#### [Work task]
Please return every line from the entries that has the string "wing" in it.

Dataset excerpts:
BEGIN

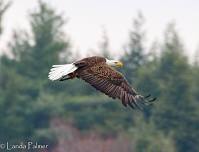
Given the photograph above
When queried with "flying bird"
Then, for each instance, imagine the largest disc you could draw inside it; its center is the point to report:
(100, 73)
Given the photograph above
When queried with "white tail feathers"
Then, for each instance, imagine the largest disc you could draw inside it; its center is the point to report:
(58, 71)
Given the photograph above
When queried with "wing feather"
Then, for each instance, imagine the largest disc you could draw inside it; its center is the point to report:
(112, 83)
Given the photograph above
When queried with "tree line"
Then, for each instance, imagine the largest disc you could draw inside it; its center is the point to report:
(28, 101)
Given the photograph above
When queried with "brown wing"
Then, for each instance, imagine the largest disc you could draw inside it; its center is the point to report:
(112, 83)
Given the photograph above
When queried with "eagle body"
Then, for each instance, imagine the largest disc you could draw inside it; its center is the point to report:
(99, 73)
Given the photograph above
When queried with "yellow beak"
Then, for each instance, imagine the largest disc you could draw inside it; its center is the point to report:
(119, 64)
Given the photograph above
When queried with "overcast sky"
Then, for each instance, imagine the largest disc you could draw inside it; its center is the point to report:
(86, 18)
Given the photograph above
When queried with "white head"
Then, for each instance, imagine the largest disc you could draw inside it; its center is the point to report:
(114, 63)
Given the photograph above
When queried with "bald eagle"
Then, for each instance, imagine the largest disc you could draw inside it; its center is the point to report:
(98, 72)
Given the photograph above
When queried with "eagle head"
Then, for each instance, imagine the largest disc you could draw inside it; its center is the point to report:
(114, 63)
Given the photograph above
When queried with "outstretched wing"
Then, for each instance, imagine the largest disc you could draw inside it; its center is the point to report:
(112, 83)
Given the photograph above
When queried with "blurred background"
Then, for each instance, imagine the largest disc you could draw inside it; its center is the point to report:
(158, 43)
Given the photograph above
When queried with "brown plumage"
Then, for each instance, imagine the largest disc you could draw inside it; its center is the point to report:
(96, 72)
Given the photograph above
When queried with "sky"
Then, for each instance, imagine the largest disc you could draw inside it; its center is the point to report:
(87, 18)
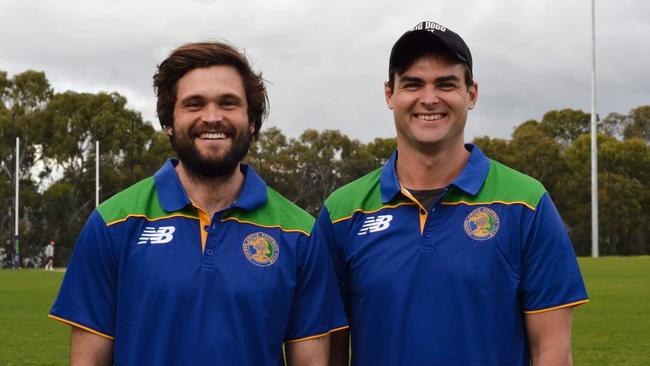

END

#### [Result of this exercise]
When queried with "wing feather"
When queried with "brown wing"
When queried with "outstretched wing"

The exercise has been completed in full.